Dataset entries
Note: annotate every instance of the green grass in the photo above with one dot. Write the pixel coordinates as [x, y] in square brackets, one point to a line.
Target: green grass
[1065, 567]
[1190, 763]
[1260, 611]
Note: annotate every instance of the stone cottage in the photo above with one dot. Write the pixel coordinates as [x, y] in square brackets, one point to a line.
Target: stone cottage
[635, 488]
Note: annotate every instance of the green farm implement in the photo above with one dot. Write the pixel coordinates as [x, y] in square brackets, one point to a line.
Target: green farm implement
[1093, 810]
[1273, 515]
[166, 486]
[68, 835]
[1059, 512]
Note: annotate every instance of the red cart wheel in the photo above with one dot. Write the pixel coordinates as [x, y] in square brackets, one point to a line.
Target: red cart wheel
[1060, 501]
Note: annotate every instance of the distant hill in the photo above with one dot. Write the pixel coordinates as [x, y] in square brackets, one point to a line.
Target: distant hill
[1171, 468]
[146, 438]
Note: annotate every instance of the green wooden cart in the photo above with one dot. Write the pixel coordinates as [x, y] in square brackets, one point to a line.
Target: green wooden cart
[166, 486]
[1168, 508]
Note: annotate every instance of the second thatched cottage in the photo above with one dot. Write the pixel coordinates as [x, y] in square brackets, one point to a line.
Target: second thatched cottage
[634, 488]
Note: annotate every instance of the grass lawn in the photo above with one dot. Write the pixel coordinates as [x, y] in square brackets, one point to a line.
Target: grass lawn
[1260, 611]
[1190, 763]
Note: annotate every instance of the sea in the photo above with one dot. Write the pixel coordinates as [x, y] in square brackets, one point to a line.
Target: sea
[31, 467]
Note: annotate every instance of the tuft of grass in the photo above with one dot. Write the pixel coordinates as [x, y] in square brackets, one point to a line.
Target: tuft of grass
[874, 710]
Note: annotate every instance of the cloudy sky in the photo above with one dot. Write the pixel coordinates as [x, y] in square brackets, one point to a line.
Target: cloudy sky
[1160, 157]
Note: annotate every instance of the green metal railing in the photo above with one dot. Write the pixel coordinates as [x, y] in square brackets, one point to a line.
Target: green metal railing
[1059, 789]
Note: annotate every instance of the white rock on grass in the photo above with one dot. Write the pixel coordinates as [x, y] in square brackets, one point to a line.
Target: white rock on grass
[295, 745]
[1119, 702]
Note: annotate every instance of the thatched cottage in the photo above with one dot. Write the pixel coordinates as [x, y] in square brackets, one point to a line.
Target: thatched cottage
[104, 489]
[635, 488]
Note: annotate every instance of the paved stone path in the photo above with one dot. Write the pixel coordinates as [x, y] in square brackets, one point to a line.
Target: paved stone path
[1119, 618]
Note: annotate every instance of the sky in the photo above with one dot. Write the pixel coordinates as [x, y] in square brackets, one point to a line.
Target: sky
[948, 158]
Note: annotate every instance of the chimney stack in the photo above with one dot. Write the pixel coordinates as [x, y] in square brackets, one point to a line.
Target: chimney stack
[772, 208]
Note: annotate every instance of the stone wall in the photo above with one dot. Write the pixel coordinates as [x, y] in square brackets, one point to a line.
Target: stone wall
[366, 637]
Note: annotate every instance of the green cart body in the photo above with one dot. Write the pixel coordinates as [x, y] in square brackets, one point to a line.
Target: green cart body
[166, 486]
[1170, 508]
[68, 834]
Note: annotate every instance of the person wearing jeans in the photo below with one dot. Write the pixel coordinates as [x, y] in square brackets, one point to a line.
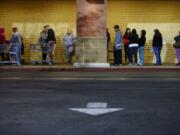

• Aim of the exercise
Only the text of the records belongs in the answer; reproduce it verbatim, with no pictures.

• Answer to this problem
Note: annotate every instance of the green grass in the photo above with one dot. Write the pixel coordinates as [x, y] in square brackets, one point to a line.
Target: green grass
[1065, 567]
[1190, 763]
[1260, 611]
Note: annotate every instance of the stone cottage in the photo above with one dot. Write the pixel coordinates as [x, y] in square brackets, one point to a line.
Target: stone cottage
[635, 488]
Note: annotate every instance of the green farm implement in the photo above with one dot. Write the pixel coordinates as [x, y] in square brackets, one point to a line.
Target: green farm implement
[1093, 810]
[1273, 515]
[166, 486]
[68, 835]
[1059, 512]
Note: annotate every instance of the red cart wheel in the photo above with one dot. Write the pixel coordinates as [x, y] in square brackets, one point to a line.
Target: red cart wheel
[1060, 501]
Note: annotate every instance of the distant hill in the photo above with one dot. Write the pixel coordinates as [x, y] in square brackets, one point to a line.
Target: distant hill
[1171, 468]
[146, 438]
Note: annotate every instance of the green wooden cart in the photo above with one dot. Write the pixel coordinates as [x, y] in square brackets, one point to a line.
Target: green wooden cart
[166, 486]
[1168, 508]
Note: annotate every instance of the second thatched cottage in the photo above with one dot. Write the pixel coordinates as [x, y] in square brackets, one point to a line.
Target: second thatched cottage
[634, 488]
Note: annotate every instance of the grass lawn in the photo above with one dot. Write the pixel coordinates as [x, y] in square brackets, one point to a line.
Target: grass lawn
[1260, 611]
[1190, 763]
Note: annotate every instance of the sea in the photo above with one dot. Write the pixel coordinates as [x, y] in square brackets, one point to a line.
Target: sea
[31, 467]
Note: annotate every instance of the tuft of grass in the photo above with one dot. Write the pixel coordinates as [x, y] in square brackets, one point to a line.
Target: tuft of grass
[874, 710]
Note: annotate every instance of the cloudy sky in the photo above with one dot. Write the pixel coordinates as [x, y] in square brackets, one point to a line.
Target: cloudy sky
[1160, 157]
Note: annotate every instance of the green metal railing in the photo above with one dot. Write the pixel coordinates as [x, y] in square brackets, one point to a line.
Target: green metal railing
[1059, 789]
Note: annotate every instance of the white rock on grass in the photo above with one dot. Write the pixel coordinates as [x, y] in square brackets, one point to a line.
Target: white rock on grass
[295, 745]
[1119, 702]
Note: annotate every instance of the thatched cottage in the photo above with one dot. Write the pixel coordinates as [x, y] in square brackets, one point to a line.
Target: thatched cottage
[104, 489]
[635, 488]
Note: annotate every instance of the paved stone path in the photo above with one dot. Write the pixel coordinates as [x, y] in square brackets, one point to a line.
Target: paved stone path
[1119, 618]
Note: annotate every instance of the sky in the photo above with one dot. Write the pixel coordinates as [x, y] in square brackets, one point to a line.
Target: sky
[948, 158]
Note: annotate every instance of the chimney stack in the photo above with one dot. Write the pixel coordinates as [x, y] in square brackets, one point to a line.
Target: chimney stack
[772, 208]
Note: annotate every instance of the stone wall in the photo above with one dot. Write the pixel coordinates as [x, y] in square brackets, one point to a line.
Target: stone wall
[366, 637]
Note: annotate every instance of the green cart body in the photo above with one dot. Write the pixel coordinates as [x, y] in square brackets, one point to a line.
Target: green cart body
[166, 486]
[1170, 508]
[68, 834]
Note: annotate every instance of the person wearing jeans in the photo below with one dot. Write the pixel coordinates as [x, y] in square brackets, one point to a line.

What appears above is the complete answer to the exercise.